▸ RECORDS SHOWN

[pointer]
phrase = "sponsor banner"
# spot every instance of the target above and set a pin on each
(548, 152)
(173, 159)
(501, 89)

▸ REQUIRED WORK
Write the listing out again, exactly as shown above.

▸ RESPONSE FOR THIS EXERCISE
[pointer]
phrase = "sponsor banner"
# spot every instance of the target above and set a pin on each
(548, 152)
(173, 159)
(501, 89)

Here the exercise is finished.